Given passage =>
_ _ _ _ _ _ _

INVESTMENT SECURITIES TRADING
Trading securities, comprised primarily of bank and thrift equities held
principally for resale in the near term, are classified as trading account
securities and recorded at their fair values based on quoted market prices. The
Company did not recognize any unrealized gains and losses on trading account
securities during the period.
INVESTMENT SECURITIES AVAILABLE FOR SALE
Investment securities available for sale are carried at fair value based upon
quoted market prices. Unrealized holding gains and losses, net of tax, on
available-for-sale securities are reported as a net amount in a separate
component of stockholders' equity until realized. Gains and losses on the sale
of available-for-sale securities are determined using the
specific-identification method. Declines in the fair value of individual
available-for-sale securities below their cost that are other than temporary
will result in write-downs of the individual securities to their fair value. Any
related write-downs will be included in earnings as realized losses.
INVESTMENT SECURITIES HELD TO MATURITY
Securities for which the Company has the positive intent and ability to hold to
maturity are reported at cost, adjusted for premiums and discounts that are
recognized in interest income using the interest method over the period to
maturity. Declines in the fair value of individual held-to-maturity securities
below their amortized cost that are other than temporary will result in
write-downs of the individual securities to their fair value. Any related
write-downs will be included in earnings as realized losses.
27
<PAGE> 21
NOTES TO CONSOLIDATED FINANCIAL STATEMENTS
LOANS RECEIVABLE, NET
Loans are reported at their outstanding principal adjusted for any chargeoffs,
the allowance for loan losses, and any deferred fees or costs on originated
loans. Loan origination and commitment fees and certain direct origination costs
have been deferred and recognized as an adjustment of the yield of the related
loan, adjusted for anticipated loan prepayments.

_ _ _ _ _ _ _

Work instructions =>
Please output the passage on accounting for investment securities and loans word for word, in full. Nothing here requires the records.

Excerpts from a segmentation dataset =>
_ _ _ _ _ _ _

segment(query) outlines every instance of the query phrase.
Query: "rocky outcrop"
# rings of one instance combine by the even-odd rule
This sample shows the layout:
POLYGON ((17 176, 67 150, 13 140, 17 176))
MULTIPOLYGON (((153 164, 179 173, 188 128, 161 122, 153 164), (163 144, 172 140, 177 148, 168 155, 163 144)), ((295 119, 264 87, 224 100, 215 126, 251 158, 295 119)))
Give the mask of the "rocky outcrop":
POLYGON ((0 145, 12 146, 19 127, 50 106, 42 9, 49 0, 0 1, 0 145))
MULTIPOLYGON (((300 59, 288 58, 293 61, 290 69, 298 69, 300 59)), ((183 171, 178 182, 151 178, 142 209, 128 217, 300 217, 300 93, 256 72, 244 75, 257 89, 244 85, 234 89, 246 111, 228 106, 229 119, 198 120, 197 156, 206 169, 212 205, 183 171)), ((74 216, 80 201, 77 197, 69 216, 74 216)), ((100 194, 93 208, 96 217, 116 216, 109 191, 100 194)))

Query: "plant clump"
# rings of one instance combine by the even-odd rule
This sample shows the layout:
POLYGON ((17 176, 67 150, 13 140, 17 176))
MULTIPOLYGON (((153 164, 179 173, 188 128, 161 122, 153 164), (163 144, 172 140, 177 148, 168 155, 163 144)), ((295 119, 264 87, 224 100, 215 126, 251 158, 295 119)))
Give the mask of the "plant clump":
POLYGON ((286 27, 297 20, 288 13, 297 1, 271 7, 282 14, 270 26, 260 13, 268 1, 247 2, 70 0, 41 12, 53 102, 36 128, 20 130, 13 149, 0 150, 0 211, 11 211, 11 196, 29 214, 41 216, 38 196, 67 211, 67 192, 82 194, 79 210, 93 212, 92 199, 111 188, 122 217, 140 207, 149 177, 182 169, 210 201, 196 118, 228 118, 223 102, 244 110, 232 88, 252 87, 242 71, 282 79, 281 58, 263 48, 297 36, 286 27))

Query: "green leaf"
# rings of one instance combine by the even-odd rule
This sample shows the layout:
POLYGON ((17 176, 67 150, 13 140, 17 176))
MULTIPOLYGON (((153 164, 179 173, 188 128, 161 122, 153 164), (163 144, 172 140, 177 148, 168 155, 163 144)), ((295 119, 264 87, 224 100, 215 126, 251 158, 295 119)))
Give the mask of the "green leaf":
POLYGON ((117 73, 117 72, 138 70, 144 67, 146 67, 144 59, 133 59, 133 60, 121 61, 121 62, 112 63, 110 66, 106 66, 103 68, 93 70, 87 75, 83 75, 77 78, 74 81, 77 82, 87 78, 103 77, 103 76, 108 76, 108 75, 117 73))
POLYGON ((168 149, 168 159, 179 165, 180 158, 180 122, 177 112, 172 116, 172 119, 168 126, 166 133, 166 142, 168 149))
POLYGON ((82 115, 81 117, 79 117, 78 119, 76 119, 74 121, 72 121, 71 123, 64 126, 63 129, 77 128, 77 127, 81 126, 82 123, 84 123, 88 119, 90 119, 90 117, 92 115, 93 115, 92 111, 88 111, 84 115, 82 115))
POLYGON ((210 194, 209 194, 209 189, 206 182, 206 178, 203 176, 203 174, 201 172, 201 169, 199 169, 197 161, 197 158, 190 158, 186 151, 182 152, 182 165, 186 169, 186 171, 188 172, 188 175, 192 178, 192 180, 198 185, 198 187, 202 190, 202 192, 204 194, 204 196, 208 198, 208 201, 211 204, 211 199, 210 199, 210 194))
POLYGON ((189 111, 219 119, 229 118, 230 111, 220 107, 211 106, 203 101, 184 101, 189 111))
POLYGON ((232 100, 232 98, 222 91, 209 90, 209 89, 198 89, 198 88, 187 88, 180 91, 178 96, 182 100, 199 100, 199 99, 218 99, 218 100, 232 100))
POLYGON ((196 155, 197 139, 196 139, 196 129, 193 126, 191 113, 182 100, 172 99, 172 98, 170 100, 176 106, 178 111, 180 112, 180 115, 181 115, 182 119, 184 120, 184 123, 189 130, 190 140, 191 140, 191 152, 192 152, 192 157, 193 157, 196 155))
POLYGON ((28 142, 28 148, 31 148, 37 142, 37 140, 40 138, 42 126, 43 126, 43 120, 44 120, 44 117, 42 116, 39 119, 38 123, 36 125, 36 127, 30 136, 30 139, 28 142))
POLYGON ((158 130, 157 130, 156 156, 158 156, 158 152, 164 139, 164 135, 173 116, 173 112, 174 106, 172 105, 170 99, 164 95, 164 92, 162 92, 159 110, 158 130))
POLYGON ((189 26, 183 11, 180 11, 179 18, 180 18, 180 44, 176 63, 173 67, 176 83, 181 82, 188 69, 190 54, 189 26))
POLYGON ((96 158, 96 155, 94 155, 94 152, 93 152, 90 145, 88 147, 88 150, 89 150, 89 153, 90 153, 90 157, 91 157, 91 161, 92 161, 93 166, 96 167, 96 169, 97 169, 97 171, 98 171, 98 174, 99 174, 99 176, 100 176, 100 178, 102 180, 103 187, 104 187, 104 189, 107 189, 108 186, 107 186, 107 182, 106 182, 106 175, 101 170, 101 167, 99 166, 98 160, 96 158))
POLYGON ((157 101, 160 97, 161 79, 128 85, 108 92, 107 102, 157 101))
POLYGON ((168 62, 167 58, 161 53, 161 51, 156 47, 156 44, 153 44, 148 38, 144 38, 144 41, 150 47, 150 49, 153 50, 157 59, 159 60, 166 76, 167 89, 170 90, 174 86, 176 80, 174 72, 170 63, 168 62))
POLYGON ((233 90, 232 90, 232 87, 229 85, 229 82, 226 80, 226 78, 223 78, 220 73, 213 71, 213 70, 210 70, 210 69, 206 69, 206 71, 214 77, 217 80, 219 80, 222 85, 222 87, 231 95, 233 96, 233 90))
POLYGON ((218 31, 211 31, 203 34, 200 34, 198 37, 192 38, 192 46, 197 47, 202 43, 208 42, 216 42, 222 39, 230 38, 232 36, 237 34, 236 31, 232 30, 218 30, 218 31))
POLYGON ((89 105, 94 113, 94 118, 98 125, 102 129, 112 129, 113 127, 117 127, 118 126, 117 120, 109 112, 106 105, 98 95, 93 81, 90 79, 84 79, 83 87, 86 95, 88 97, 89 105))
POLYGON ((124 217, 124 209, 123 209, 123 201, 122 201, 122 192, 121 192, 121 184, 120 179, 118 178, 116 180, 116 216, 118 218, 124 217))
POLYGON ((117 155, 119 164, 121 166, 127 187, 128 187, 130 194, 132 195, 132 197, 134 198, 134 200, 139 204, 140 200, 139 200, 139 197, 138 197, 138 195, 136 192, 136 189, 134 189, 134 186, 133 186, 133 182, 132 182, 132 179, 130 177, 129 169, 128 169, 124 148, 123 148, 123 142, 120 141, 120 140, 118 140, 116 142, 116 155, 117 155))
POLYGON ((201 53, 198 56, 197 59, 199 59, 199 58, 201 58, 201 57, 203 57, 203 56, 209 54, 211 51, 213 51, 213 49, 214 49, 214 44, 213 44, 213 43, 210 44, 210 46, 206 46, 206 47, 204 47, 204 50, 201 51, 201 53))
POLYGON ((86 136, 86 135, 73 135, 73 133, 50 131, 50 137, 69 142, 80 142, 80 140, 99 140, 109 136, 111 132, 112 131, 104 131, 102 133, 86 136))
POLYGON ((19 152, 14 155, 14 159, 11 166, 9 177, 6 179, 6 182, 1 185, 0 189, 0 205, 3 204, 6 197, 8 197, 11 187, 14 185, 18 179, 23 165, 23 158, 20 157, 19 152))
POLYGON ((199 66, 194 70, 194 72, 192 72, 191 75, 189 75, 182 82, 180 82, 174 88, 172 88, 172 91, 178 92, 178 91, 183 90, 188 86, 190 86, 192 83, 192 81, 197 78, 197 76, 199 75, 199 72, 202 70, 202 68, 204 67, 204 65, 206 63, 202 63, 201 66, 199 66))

_ _ _ _ _ _ _

Answer to the exercise =>
INVESTMENT SECURITIES TRADING
Trading securities, comprised primarily of bank and thrift equities held
principally for resale in the near term, are classified as trading account
securities and recorded at their fair values based on quoted market prices. The
Company did not recognize any unrealized gains and losses on trading account
securities during the period.
INVESTMENT SECURITIES AVAILABLE FOR SALE
Investment securities available for sale are carried at fair value based upon
quoted market prices. Unrealized holding gains and losses, net of tax, on
available-for-sale securities are reported as a net amount in a separate
component of stockholders' equity until realized. Gains and losses on the sale
of available-for-sale securities are determined using the
specific-identification method. Declines in the fair value of individual
available-for-sale securities below their cost that are other than temporary
will result in write-downs of the individual securities to their fair value. Any
related write-downs will be included in earnings as realized losses.
INVESTMENT SECURITIES HELD TO MATURITY
Securities for which the Company has the positive intent and ability to hold to
maturity are reported at cost, adjusted for premiums and discounts that are
recognized in interest income using the interest method over the period to
maturity. Declines in the fair value of individual held-to-maturity securities
below their amortized cost that are other than temporary will result in
write-downs of the individual securities to their fair value. Any related
write-downs will be included in earnings as realized losses.
27
<PAGE> 21
NOTES TO CONSOLIDATED FINANCIAL STATEMENTS
LOANS RECEIVABLE, NET
Loans are reported at their outstanding principal adjusted for any chargeoffs,
the allowance for loan losses, and any deferred fees or costs on originated
loans. Loan origination and commitment fees and certain direct origination costs
have been deferred and recognized as an adjustment of the yield of the related
loan, adjusted for anticipated loan prepayments.